ФРАГМЕНТ ТЕКСТА:
══════════

Question

известно, что $\frac{sin a + 3 cos a}{sin a - cos a}$ = 3 чему равна cos2a

Answer 1

$\frac{ \sin(a) + 3 \cos(a) }{ \sin(a) - \cos(a) } = 3 \\ \\ 3(\sin(a) - \cos(a)) = \sin(a) + 3 \cos(a) \\ \\ 3 \sin(a) - 3 \cos(a) = \sin(a) + 3 \cos(a) \\ \\ 2 \sin(a) - 6 \cos(a) = 0 \\ \\ \sin(a) - 3 \cos(a) = 0$
Разделим на соsa : cosa ≠ 0

$tga - 3 = 0 \\ tga = 3$

Воспользуемся формулой:

${(tga)}^{2} + 1 = \frac{1}{ { (\cos(a)) }^{2} } \\ \\ \frac{1}{ { (\cos(a)) }^{2} } = 10 \\ \\ { (\cos(a) )}^{2} = \frac{1}{10}$

$\cos(2a) = 2 { (\cos(a) )}^{2} - 1 = 2 \times \frac{1}{10} - 1 = \\ \\ = \frac{1}{5} - 1 = 0.2 - 1 = - 0.8$


ОТВЕТ: -0,8

══════════

ПРЕДОСТАВЛЕННЫЕ ЗАПИСИ:
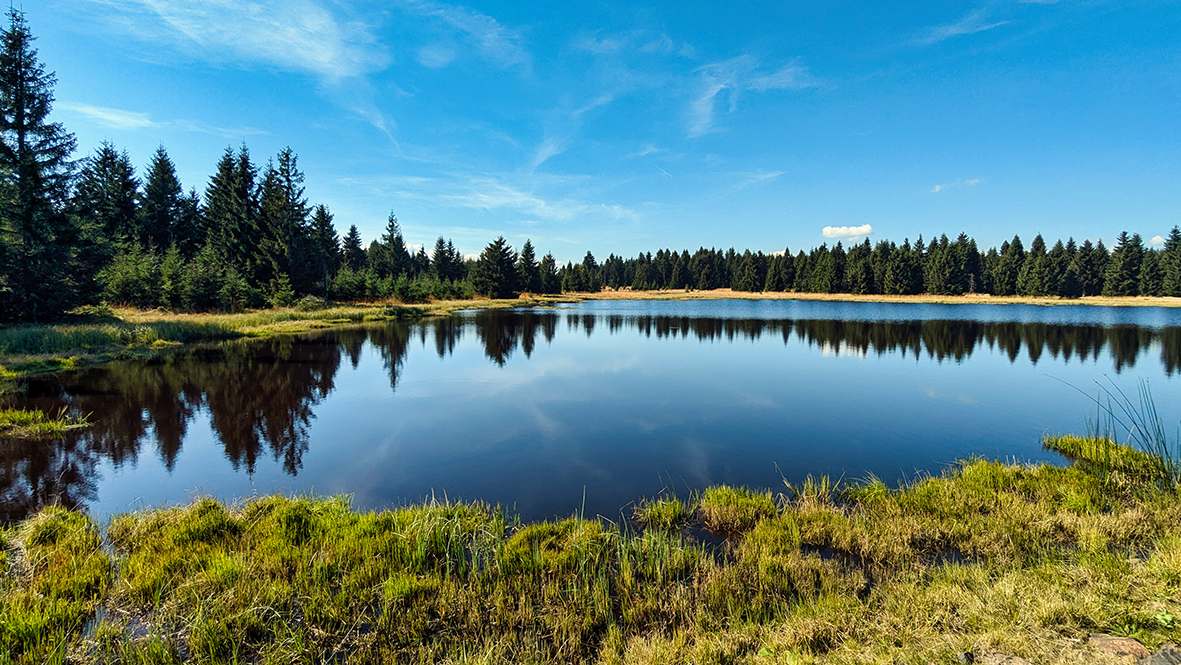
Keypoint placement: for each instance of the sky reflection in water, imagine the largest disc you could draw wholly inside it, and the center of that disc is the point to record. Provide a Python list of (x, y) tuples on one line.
[(618, 401)]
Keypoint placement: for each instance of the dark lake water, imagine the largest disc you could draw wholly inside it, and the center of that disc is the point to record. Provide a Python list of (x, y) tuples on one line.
[(592, 406)]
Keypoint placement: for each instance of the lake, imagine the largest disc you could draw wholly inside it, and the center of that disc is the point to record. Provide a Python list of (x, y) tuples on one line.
[(591, 406)]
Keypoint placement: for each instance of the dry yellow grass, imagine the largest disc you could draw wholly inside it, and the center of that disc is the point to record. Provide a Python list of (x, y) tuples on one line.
[(971, 299)]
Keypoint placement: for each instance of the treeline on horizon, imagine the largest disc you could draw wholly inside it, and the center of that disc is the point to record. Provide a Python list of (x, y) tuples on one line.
[(82, 233)]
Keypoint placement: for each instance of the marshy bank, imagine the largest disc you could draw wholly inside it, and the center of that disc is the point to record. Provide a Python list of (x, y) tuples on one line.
[(987, 558), (93, 336)]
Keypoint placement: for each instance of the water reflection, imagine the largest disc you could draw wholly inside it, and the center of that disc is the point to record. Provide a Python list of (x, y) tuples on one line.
[(261, 397)]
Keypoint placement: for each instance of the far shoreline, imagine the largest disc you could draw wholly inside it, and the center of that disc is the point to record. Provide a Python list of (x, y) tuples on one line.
[(922, 299)]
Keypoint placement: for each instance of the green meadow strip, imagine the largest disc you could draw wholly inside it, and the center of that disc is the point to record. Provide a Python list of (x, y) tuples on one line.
[(987, 558)]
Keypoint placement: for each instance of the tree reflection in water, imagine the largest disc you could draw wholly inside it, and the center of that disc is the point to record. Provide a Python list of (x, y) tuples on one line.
[(260, 396)]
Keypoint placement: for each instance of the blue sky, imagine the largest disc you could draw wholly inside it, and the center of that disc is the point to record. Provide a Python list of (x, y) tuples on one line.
[(627, 128)]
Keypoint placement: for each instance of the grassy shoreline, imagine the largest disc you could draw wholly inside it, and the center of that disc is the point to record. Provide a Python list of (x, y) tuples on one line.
[(987, 559), (970, 299), (31, 350)]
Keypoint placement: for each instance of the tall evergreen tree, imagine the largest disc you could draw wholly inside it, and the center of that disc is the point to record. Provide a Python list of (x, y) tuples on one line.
[(38, 273), (352, 253), (528, 273), (105, 204), (162, 202), (232, 212), (495, 272), (392, 258), (904, 273), (108, 196), (324, 248), (1009, 267), (1090, 265), (549, 279), (286, 243), (1032, 278), (1152, 274), (1122, 275), (1170, 263)]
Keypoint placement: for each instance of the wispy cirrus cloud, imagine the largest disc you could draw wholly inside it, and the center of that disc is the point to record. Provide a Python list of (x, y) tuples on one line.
[(733, 77), (497, 194), (496, 43), (961, 182), (132, 121), (863, 230), (315, 38), (976, 21), (298, 36)]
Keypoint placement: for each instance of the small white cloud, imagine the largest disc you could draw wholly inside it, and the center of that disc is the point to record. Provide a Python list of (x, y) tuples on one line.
[(848, 232), (549, 148), (647, 149), (496, 43), (111, 118), (732, 77), (971, 24), (436, 56), (960, 182), (131, 121)]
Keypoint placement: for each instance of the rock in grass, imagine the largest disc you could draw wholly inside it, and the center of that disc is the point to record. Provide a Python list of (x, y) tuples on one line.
[(1127, 647), (1168, 654)]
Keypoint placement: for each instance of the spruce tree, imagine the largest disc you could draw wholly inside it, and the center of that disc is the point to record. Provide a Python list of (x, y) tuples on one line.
[(1033, 275), (324, 249), (105, 206), (393, 258), (528, 274), (495, 272), (161, 203), (232, 212), (106, 197), (353, 254), (1122, 275), (38, 272), (189, 232), (549, 281), (1152, 274), (1009, 267), (1170, 262), (285, 243)]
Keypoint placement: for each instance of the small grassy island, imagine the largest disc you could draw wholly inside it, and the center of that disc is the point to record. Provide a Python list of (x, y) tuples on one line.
[(990, 560)]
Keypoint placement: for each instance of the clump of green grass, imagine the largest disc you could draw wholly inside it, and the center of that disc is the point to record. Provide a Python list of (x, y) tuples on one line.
[(63, 577), (733, 510), (1106, 457), (18, 423), (666, 513), (1023, 560)]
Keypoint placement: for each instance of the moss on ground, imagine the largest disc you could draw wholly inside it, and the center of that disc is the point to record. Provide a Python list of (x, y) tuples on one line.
[(1024, 560)]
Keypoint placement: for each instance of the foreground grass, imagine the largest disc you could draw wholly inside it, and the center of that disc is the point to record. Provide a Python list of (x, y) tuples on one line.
[(987, 558), (37, 424), (31, 350)]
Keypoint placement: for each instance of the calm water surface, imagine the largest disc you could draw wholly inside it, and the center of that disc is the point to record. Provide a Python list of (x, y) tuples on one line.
[(550, 411)]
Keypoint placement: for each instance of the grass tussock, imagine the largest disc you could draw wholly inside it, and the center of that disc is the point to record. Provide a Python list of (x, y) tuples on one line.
[(1023, 560), (733, 510), (99, 334), (38, 424)]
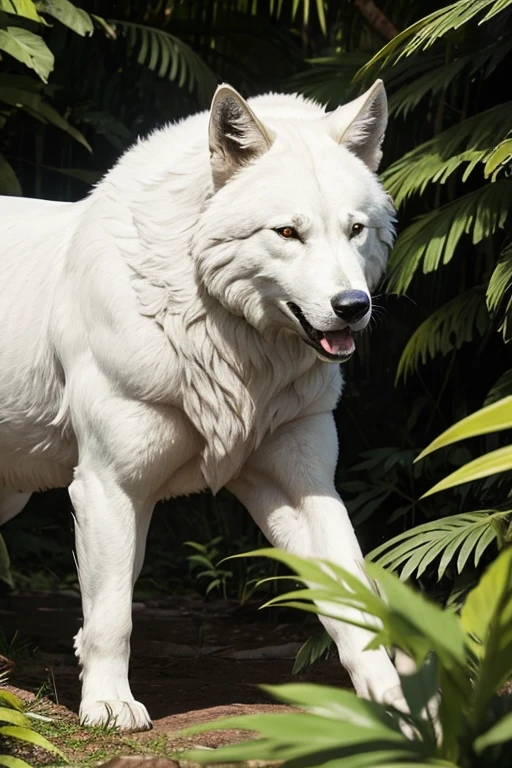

══════════

ЦЕЛЬ ЗАДАНИЯ:
Ответьте по фрагменту текста о нахождении cos2a:
1. Какое значение tga получено в решении?
2. Чему равен квадрат cos a согласно решению?
3. Какой окончательный ответ записан в конце?

ОТВЕТ К ЗАДАНИЮ:
1. tga = 3.
2. 1/10.
3. -0,8.